■ DOCUMENT SEGMENT:
How we feed our cows over the winter can have an enormous impact on calf vigor, calf health, cow milking ability and re-breeding.  Improved profits can be a matter of selling more pounds of calf per cow – this can be achieved by heavier weaning weights but can also be achieved by having more calves to sell – you simply cannot afford to cut corners on cow nutrition.

There are at least 14 different minerals that are required by beef cattle for metabolism and performance.  Mineral deficiencies often show no visible signs at first, but those deficiencies may show up as calves that don’t gain quite as well, reduced milk production, reproductive problems, or poor response to veterinary treatment.  Minerals are essential for proper metabolism, including milk production, rumen function and reproductive health.  Chelated or organic trace minerals can be a good way to help cows catch up from a deficiency.

Energy is the key to proper body condition, and proper body condition correlates directly with calving stamina and re-breeding.  If you have cows that need additional body condition you should try to put it back on during mid-gestation when the cows requirements are lower and when temperatures are generally higher.  These make it easier and much less costly to put condition back on cows, versus waiting until the last trimester when it’s cold.

■ PROBLEM TO SOLVE: Reproduce the passage on winter cow nutrition word for word, from "There are at" up to and including "from a deficiency.".

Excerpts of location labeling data
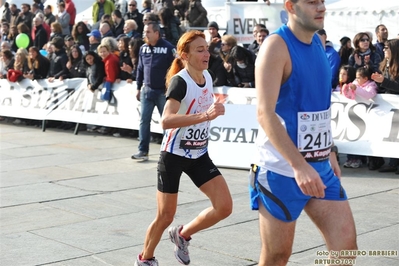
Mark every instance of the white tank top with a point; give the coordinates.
(191, 141)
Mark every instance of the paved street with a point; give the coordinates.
(80, 200)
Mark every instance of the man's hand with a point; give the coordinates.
(335, 165)
(309, 181)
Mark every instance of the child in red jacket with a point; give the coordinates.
(111, 66)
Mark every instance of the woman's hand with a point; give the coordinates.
(377, 77)
(227, 66)
(358, 59)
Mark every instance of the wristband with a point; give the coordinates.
(334, 149)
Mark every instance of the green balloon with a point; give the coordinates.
(22, 40)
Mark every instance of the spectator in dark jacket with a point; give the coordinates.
(94, 39)
(254, 46)
(217, 71)
(364, 53)
(130, 29)
(95, 72)
(40, 33)
(25, 17)
(124, 59)
(38, 65)
(5, 31)
(48, 15)
(170, 25)
(75, 65)
(345, 50)
(56, 30)
(119, 22)
(181, 6)
(133, 13)
(11, 38)
(215, 41)
(146, 4)
(23, 28)
(243, 67)
(58, 69)
(70, 8)
(8, 62)
(14, 12)
(6, 16)
(196, 14)
(79, 34)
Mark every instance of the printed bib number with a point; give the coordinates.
(314, 135)
(195, 137)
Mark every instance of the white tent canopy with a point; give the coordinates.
(349, 17)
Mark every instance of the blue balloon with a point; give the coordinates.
(43, 52)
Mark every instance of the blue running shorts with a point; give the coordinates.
(281, 195)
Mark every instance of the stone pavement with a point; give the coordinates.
(80, 200)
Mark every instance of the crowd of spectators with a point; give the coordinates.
(59, 47)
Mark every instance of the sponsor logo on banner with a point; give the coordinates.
(358, 126)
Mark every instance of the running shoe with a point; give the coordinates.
(151, 262)
(181, 244)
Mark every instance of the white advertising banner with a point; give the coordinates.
(359, 126)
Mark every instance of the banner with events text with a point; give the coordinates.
(358, 126)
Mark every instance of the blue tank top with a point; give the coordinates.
(307, 90)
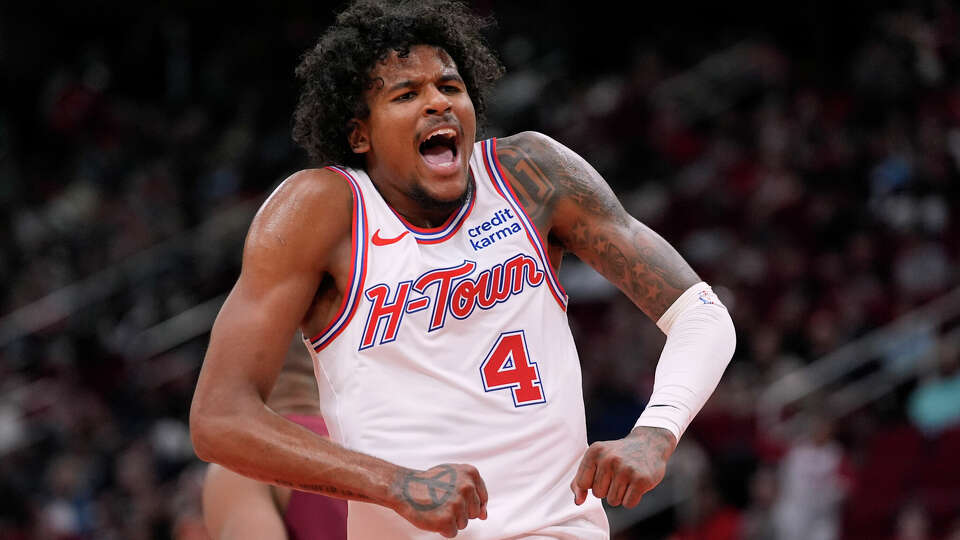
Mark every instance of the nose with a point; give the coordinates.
(437, 102)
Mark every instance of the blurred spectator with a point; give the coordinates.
(935, 404)
(813, 483)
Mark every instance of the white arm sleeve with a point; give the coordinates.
(700, 343)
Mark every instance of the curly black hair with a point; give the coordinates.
(336, 72)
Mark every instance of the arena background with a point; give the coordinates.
(803, 156)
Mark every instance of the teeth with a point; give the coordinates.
(445, 132)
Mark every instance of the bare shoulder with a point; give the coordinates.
(306, 217)
(551, 179)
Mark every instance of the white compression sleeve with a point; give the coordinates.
(700, 343)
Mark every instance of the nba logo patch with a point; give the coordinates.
(707, 297)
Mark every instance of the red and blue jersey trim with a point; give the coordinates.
(495, 172)
(358, 272)
(443, 232)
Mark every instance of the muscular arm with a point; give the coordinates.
(572, 204)
(287, 252)
(577, 212)
(301, 235)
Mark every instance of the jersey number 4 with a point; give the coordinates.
(508, 365)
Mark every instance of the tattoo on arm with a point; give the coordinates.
(568, 200)
(426, 491)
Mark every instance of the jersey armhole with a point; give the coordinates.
(500, 183)
(358, 268)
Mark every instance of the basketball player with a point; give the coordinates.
(420, 265)
(236, 507)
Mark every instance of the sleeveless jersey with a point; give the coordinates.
(452, 346)
(311, 516)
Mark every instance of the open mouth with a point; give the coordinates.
(440, 148)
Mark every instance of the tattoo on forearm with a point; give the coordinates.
(630, 255)
(428, 491)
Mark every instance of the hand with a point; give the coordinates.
(441, 499)
(622, 471)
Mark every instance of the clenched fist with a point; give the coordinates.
(622, 471)
(441, 499)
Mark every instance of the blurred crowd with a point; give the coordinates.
(816, 190)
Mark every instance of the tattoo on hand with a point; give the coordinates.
(438, 486)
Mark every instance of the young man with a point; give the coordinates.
(420, 267)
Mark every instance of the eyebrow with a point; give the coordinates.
(447, 77)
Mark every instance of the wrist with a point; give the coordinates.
(663, 439)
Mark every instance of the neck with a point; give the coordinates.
(418, 208)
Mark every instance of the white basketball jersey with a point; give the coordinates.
(452, 346)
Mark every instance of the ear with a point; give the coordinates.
(359, 137)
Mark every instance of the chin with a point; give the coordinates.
(452, 195)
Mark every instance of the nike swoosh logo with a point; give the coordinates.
(380, 241)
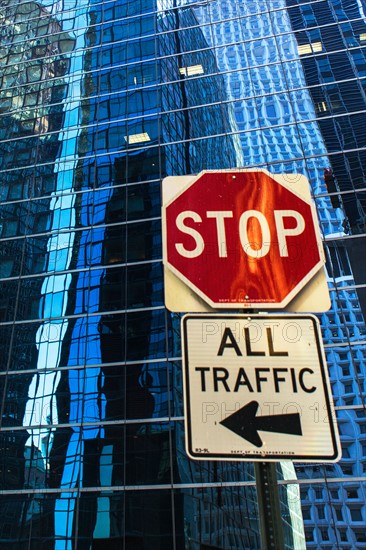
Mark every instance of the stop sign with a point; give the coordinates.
(241, 239)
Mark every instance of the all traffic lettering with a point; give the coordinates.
(228, 341)
(220, 378)
(283, 230)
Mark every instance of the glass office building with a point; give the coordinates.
(99, 101)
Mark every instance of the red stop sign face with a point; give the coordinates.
(240, 239)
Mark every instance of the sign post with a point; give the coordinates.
(256, 386)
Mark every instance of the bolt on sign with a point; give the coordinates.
(240, 238)
(257, 388)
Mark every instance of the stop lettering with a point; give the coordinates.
(241, 239)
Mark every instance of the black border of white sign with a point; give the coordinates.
(256, 387)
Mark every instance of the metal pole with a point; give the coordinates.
(270, 518)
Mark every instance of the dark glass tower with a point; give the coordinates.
(99, 101)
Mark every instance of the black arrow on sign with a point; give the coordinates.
(245, 423)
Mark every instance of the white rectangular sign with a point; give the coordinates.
(256, 387)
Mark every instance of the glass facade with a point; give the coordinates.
(99, 101)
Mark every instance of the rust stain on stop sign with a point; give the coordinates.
(242, 237)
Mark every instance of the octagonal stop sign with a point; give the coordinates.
(241, 238)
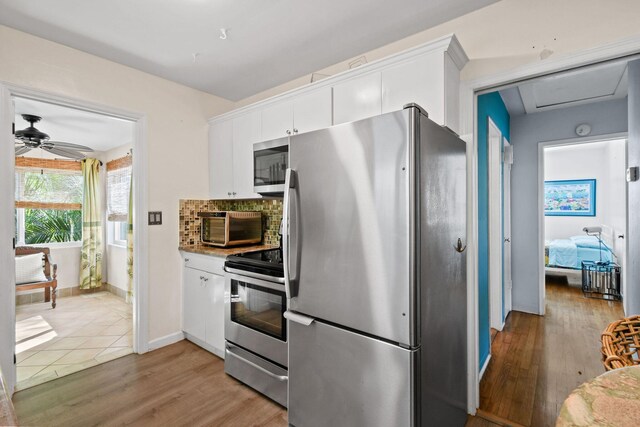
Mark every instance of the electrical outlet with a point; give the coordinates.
(155, 218)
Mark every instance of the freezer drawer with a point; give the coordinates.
(341, 378)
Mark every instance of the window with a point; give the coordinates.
(118, 187)
(48, 205)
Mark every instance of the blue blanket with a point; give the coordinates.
(586, 242)
(569, 253)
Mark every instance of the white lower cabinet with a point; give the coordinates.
(203, 302)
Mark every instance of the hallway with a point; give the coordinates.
(538, 360)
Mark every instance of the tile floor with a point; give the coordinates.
(82, 331)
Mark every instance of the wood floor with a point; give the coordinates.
(538, 360)
(177, 385)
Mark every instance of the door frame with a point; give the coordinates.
(140, 197)
(541, 223)
(469, 91)
(495, 193)
(506, 212)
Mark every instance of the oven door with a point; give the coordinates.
(254, 316)
(270, 162)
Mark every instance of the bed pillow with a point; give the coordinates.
(586, 242)
(29, 269)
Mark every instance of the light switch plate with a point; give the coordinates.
(155, 218)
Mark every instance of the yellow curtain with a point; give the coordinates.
(130, 244)
(92, 247)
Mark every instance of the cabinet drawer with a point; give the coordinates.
(209, 263)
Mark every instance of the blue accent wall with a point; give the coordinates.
(489, 105)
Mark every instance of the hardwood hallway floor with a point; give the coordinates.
(536, 361)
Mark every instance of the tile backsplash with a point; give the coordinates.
(190, 223)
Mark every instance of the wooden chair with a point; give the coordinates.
(621, 343)
(50, 272)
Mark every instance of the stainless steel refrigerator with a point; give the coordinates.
(375, 268)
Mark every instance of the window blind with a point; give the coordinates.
(118, 184)
(40, 188)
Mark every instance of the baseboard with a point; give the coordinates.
(166, 340)
(529, 310)
(211, 349)
(484, 367)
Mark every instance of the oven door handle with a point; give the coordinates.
(254, 275)
(230, 347)
(289, 183)
(298, 318)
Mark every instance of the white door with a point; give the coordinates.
(312, 111)
(357, 98)
(221, 160)
(495, 225)
(214, 326)
(194, 303)
(7, 233)
(246, 131)
(506, 225)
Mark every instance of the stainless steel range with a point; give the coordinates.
(256, 350)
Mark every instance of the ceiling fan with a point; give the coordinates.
(31, 138)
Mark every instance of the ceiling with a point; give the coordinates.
(269, 42)
(585, 85)
(97, 131)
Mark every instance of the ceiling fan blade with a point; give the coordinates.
(61, 144)
(64, 152)
(20, 150)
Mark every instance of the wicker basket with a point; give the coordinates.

■ EXERCISE OUTPUT:
There are at least 14 different minerals that are required by beef cattle for metabolism and performance.  Mineral deficiencies often show no visible signs at first, but those deficiencies may show up as calves that don’t gain quite as well, reduced milk production, reproductive problems, or poor response to veterinary treatment.  Minerals are essential for proper metabolism, including milk production, rumen function and reproductive health.  Chelated or organic trace minerals can be a good way to help cows catch up from a deficiency.